■ TEXT BLOCK ■
The notions about the mismatch between the number of students and number of variables, absence of explicit experimental design, and use of the wrong statistical tests is simply incorrect. Moreover, your depiction of the purpose of the study is incorrect, as is your description of the program. Open Court's (1995) Collections for Young Scholars is not a phonics program. It is a balanced approach that includes phonemic awareness, phonics, and a significant emphasis on literature.

We clearly conceptualized our study from a traditional analysis of variance model. In fact, as we explicitly described in our published paper, this study was conceptualized as a multi-level design in which children were nested within classroom within schools. There is a substantial literature in the social sciences on the importance of multi-level models for estimating sources of variability attributable to different components of a particular educational practice or intervention. Multi-level models were developed in part because of the limitations of models based on analysis of variance designs. Your comments clearly indicate that you do not understand this area of a educational research despite the amount of literature in these areas. Hence, your notion of the experimental design is simply incorrect. There are indeed four methods in two grades. There are three levels of ethnicity represented, but this was never conceptualized as a between-subjects factor. Moreover, all the children were Title I eligible, so there are not two levels of poverty. You are confusing the instructional curriculums with differences within the schools. Your idea of some sort of strict correspondence between number of subjects and factors is erroneous. Even in an analysis of variance design, this would depend on power. All the decisions that we made concerning collapsing of grade 1 and grade 2 analyses, the tutorials, etc. were based on statistical analyses demonstrating no effects of these components As we stated in the paper, we chose to evaluate variability due to age (a continuous variable) and not grade. Because they had no effect on instructional outcomes, this is what was reported. Again, you state that "there was no random assignment to classrooms, a requirement of the statistics employed." This is not a requirement of statistics. It has more to do with how the results are interpreted and the strengths of causal inferences that can be made from the design. The bottom line is that you apparently do not understand multi-level, individual change models, which is unfortunate.

■ LISTED ENTRIES ■
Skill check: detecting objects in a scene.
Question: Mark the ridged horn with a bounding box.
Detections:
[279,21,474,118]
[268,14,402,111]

■ COMPLETE THE FOLLOWING ■
a: In the reply defending the reading study's design, what did the authors choose to evaluate variability by instead of grade?
b: Extend the reply defending the reading study's multi-level design, picking up after its final sentence.

■ EXPECTED ANSWERS ■
a: Age, treated as a continuous variable.

b:
Many of your descriptions concerning the assignment of teachers to methods, training, tutoring, nature of the schools, etc. are nothing more than guesses on your part. Since you read the posts, you know that your depiction of our relationship with Open Court is incorrect. Open Court provided several days of in-service training for our teachers, consistent with the amount of training in a particular curriculum that our instructional leaders provided in the other curricular areas. At the time of study, McGraw-Hill did not own Open Court. Open Court was selected by the school district because the district used Open Court Math. Materials were provided to the district free of charge as a pilot basis in 1994-95, prior to release of the 1995 program. We have no idea of how you could conclude "the Open Court classrooms were over twice as likely to be in the District's lower poverty schools." All the children served were Title I eligible because of the school-level designation and their literacy levels. There were no differences in age, ethnicity, free lunch programs, or any sociodemographic variable across the instructional groups. As the paper states, we controlled for school effects by placing more than one curriculum in a school. We controlled for tutor effects by asking tutors to deliver more than one tutorial approach – either the district standard (Reading Empowerment – not Reading Recovery) or Open Court or Embedded Phonics. Our question is why it is necessary to distort the nature of the study as well as the results. As Keith Stanovich noted in his 1997 Causey Award Address, reading professionals tend to deal with issues by distortion of the database when in fact we should all share in the rich of the database that we share.
Your depiction of the measures is not correct. You seemed to have confused "norm-referenced" with "standardized". In fact, both our word reading tests and the Torgesen-Wagner battery have extensive psychometric research supporting reliability and validity. It is absolutely correct that the Woodcock-Johnson has insufficient number of words to detect change. This is why the word list is necessary. The word reading list correlates .88 with the word reading subtest from the Woodcock-Johnson. The performance of children on the test (i.e., the relationship of means and standard deviations) has little to do with the reliability of the measures, but says more about the variability of the children. You can't conclude that the reading tests has no validity based solely on student performance. How you concluded that the tests are "invalid" is frankly ridiculous and is little more than attempt to denigrate based on your own lack of understanding.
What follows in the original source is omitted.